* _Exercise set_
A - From the article on GE's earnings restatement, reproduce the passage that begins at the words "GE, the world's" and stops after the words "over that time.".
B - According to the article on GE's earnings restatement, by how much did the restatement lower GE's 2005 first-quarter earnings?
C - Extend the article on GE's earnings restatement, picking up after its last sentence.

* _Supplied passage_
================================

General Electric Co. (GE) on Friday said it was restating earnings from 2001 through the first quarter of 2005 after an internal audit found that its accounting for certain currency and interest rate derivatives did not comply with accounting standards.

GE (search) also increased its outlook for second-quarter earnings on strong orders and the sale of an insurance business.

GE, the world's largest company by market value, said the restatement would result in a total noncash increase of $381 million for the entire period, which equates to less than six-tenths of 1 percent of its earnings over that time.

GE, whose businesses range from financial services to the manufacture of jet engines, said the restatement lowered 2005 first-quarter earnings by $78 million, or 1 cent per share, to 37 cents per share.

Tim Ghriskey, chief investment officer at Solaris Asset Management, said the restatement is a minor issue, because it does not affect GE's stated cash flow.

"The market focus seems to be on the guidance for the second quarter, which is certainly favorable, and on the company's comments that the businesses are strong really across the board," said Ghriskey.

"Those are the big issues here," Ghriskey added.

GE Chief Executive Jeff Immelt (search), on a conference call with analysts said he was "disappointed by the restatement, but the GE business outlook is unaffected and it remains robust."

Immelt delivered a bullish outlook for GE's businesses and said April orders were strong, rising 11 percent in the second quarter so far. GE nudged its second-quarter earnings outlook higher by a penny per share.

================================

Extracted data entries
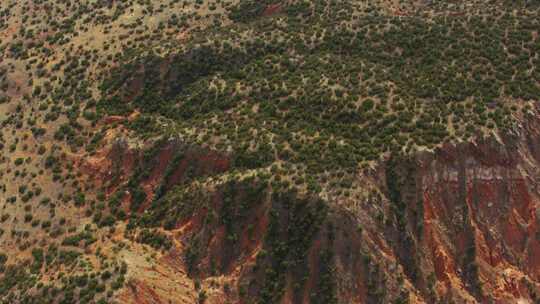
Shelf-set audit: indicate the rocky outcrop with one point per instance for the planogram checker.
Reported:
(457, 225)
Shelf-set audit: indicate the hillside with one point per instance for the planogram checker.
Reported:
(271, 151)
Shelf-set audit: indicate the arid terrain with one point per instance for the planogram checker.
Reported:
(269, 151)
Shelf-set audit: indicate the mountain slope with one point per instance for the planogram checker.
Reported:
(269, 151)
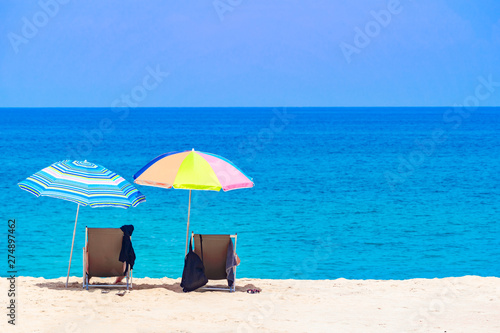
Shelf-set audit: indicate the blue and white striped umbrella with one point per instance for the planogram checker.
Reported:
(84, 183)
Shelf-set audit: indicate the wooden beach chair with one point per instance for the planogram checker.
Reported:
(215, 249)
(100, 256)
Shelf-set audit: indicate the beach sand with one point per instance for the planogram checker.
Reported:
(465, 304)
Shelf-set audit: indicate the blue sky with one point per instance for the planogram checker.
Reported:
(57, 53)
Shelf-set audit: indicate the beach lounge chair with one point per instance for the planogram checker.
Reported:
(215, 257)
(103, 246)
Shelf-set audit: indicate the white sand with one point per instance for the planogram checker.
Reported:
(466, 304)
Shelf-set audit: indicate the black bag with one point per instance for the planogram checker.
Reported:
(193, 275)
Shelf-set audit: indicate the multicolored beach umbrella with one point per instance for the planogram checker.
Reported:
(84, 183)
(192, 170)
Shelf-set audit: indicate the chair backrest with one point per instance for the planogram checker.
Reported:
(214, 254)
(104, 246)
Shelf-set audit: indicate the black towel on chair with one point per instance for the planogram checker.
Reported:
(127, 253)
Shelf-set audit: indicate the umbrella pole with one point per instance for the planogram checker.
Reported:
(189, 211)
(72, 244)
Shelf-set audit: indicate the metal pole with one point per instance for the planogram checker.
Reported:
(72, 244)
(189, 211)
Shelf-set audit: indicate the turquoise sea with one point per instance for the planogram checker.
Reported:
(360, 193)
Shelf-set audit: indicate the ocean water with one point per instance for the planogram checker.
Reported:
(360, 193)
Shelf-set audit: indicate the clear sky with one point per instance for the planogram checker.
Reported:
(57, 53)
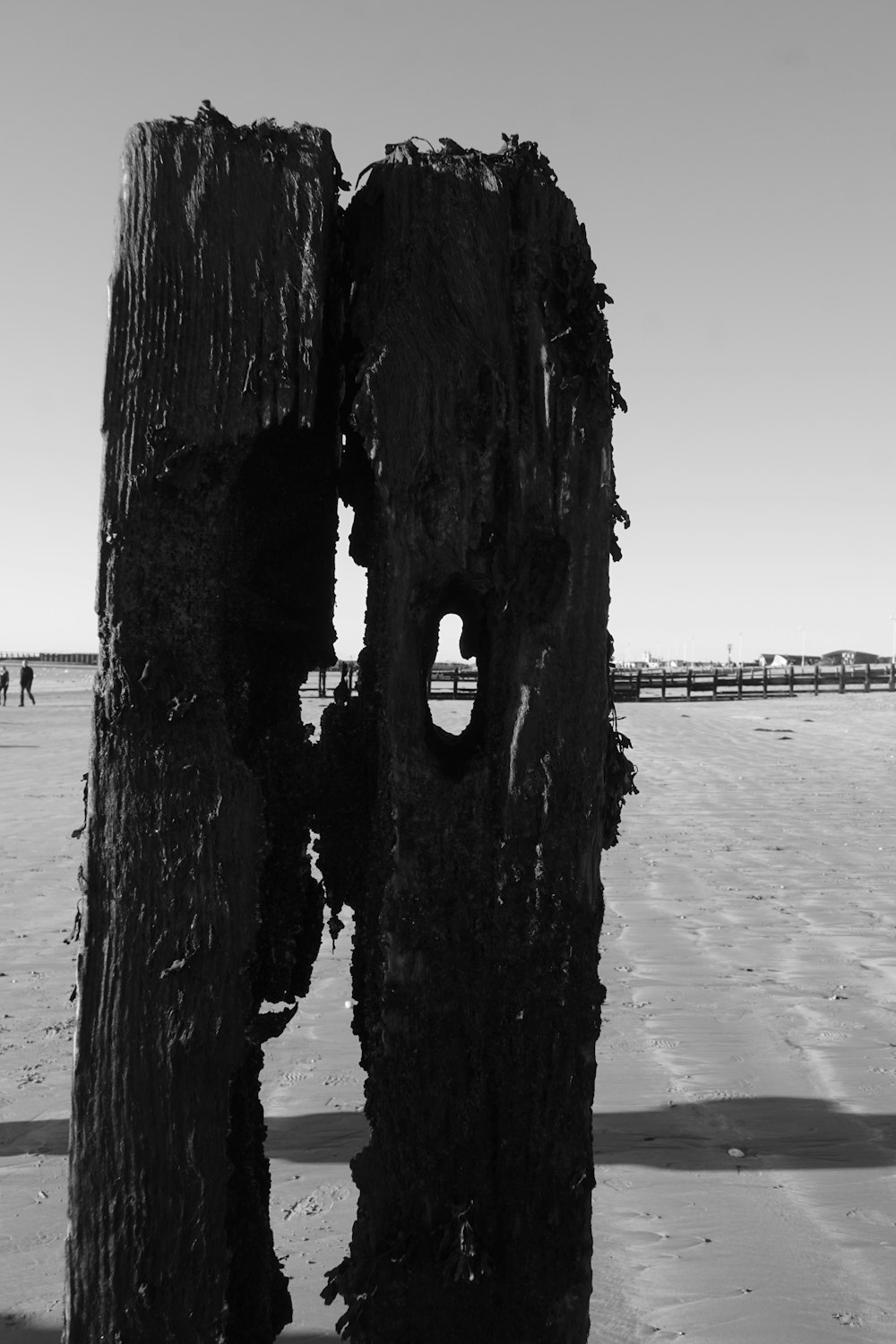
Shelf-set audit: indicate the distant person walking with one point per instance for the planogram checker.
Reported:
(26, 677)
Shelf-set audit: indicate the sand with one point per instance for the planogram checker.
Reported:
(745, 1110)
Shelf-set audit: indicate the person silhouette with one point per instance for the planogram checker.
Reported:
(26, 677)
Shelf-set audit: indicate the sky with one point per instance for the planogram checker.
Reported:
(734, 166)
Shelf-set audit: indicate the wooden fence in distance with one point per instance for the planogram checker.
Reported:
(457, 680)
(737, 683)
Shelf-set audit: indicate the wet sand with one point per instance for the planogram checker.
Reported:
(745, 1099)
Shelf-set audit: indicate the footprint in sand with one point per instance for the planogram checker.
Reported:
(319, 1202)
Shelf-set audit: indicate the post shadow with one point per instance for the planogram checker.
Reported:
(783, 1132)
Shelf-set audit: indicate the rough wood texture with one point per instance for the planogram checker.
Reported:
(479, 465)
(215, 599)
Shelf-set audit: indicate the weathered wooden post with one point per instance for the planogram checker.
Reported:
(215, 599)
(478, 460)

================================

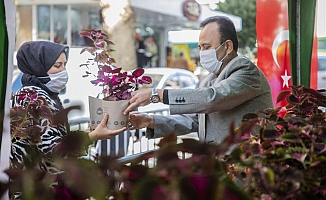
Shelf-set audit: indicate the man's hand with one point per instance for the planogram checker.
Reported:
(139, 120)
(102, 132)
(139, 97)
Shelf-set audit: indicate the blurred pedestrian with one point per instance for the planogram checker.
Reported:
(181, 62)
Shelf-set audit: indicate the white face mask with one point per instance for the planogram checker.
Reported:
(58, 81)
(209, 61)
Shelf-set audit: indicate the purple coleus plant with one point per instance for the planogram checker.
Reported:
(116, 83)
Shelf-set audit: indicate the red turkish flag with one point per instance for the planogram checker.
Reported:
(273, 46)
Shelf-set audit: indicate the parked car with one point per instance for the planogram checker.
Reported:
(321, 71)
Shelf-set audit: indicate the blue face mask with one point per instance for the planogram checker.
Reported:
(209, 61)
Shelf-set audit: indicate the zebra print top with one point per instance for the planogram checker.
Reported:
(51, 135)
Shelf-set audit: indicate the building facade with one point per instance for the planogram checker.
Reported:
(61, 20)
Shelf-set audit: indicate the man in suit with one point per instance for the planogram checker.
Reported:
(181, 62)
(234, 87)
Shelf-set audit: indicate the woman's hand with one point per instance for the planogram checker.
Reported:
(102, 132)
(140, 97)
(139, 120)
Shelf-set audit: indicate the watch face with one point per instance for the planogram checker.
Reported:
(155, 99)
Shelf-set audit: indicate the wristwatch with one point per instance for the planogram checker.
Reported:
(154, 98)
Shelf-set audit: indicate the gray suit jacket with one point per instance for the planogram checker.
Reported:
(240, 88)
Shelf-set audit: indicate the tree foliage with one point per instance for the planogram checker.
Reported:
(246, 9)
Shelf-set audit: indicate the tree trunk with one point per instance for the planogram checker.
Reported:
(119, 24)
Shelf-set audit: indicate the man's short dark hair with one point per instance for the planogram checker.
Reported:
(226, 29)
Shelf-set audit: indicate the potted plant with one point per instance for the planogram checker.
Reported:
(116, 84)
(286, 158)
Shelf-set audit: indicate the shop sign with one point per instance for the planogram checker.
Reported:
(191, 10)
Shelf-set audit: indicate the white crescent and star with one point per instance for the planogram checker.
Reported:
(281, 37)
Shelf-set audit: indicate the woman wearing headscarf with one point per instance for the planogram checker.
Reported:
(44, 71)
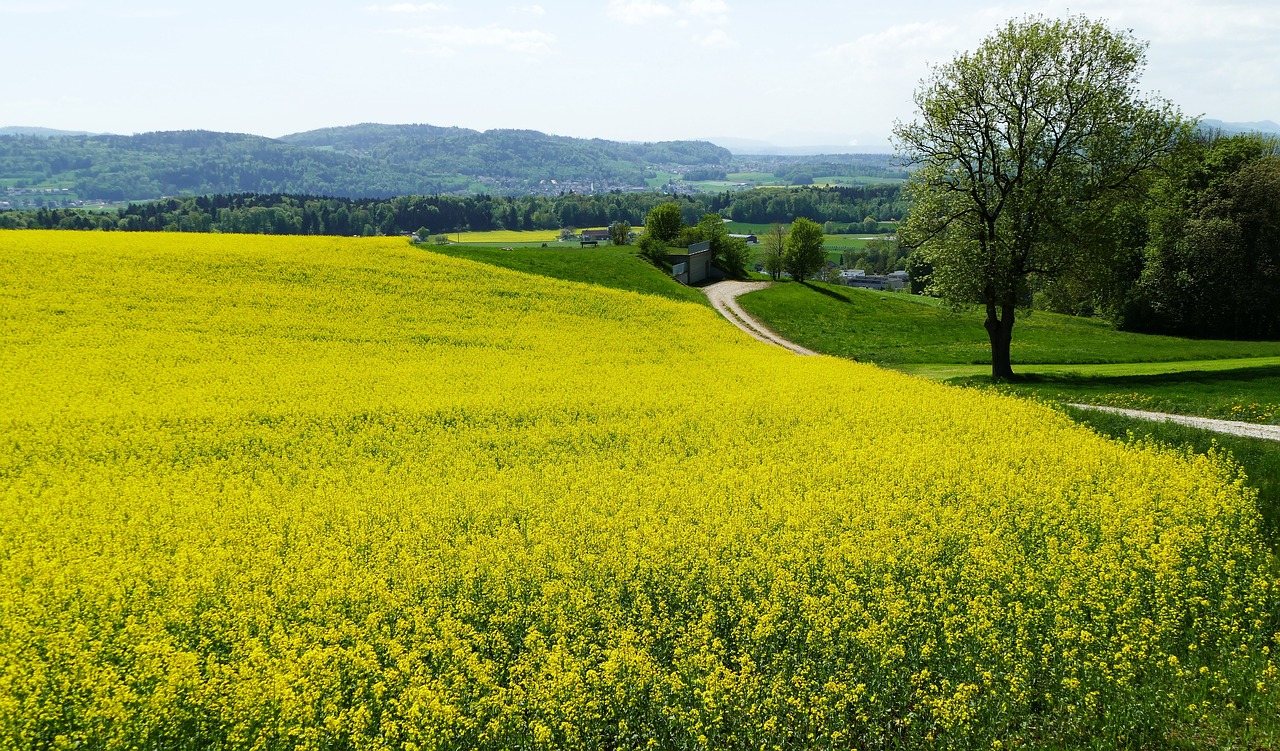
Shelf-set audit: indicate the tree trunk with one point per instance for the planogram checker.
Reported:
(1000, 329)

================================

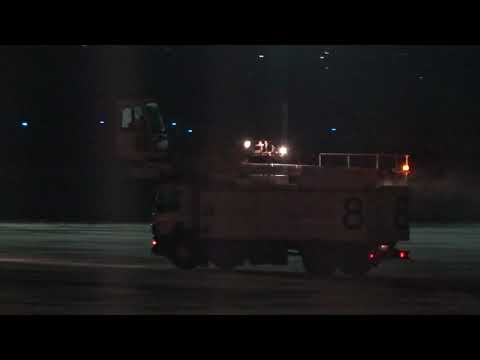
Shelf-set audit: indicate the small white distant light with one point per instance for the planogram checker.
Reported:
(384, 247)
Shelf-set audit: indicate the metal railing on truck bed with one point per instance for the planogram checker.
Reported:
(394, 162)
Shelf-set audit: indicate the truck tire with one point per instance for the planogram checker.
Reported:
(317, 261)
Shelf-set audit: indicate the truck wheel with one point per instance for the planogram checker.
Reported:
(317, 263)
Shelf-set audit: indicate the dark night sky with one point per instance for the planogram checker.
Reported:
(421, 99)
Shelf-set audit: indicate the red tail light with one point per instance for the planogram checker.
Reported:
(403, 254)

================================

* _Exercise answers_
A -
GE, the world's largest company by market value, said the restatement would result in a total noncash increase of $381 million for the entire period, which equates to less than six-tenths of 1 percent of its earnings over that time.

B - It lowered them by $78 million, or 1 cent per share.

C -
That heartened many investors. "It kind of goes hand in hand with a decent economy, jobs growth, all those kinds of things," said Mike Binger, co-manager of the Thrivent Large Cap Growth Fund, which holds GE shares. "It's just encouraging what they're saying."

Immelt said the "vast majority" of the higher guidance comes from the planned sale of GE's medical liability insurance business, Medical Protective Corp. (search), to Berkshire Hathaway Inc.'s (BRKA) National Indemnity unit.

The sale of Medical Protective would contribute to earnings with an after-tax gain of $75 million, Immelt said.

Shares of GE rose as much as 20 cents to $36.05, before retreating to trade down 2 cents at $35.83 in afternoon trading on the New York Stock Exchange.

GE said it discovered in an internal audit that its accounting for certain transactions to protect its financial services business from changes in interest rates and currency exchange rates did not comply with a set of complex accounting rules called SFAS 133.

These rules for derivatives and hedging activities force companies to book as a gain or a loss the change in the value of derivatives when it is out of sync with the underlying value of the asset.

GE said it received a letter in January from the Boston office of the U.S. Securities and Exchange Commission (search) requesting that GE voluntarily provide documents for an informal investigation it was conducting.

The company said it plans to cooperate fully with the SEC.

"This is not about fraud or making metrics or anything like that. This is about a mistake that is judged through an ever-changing lens," said Immelt.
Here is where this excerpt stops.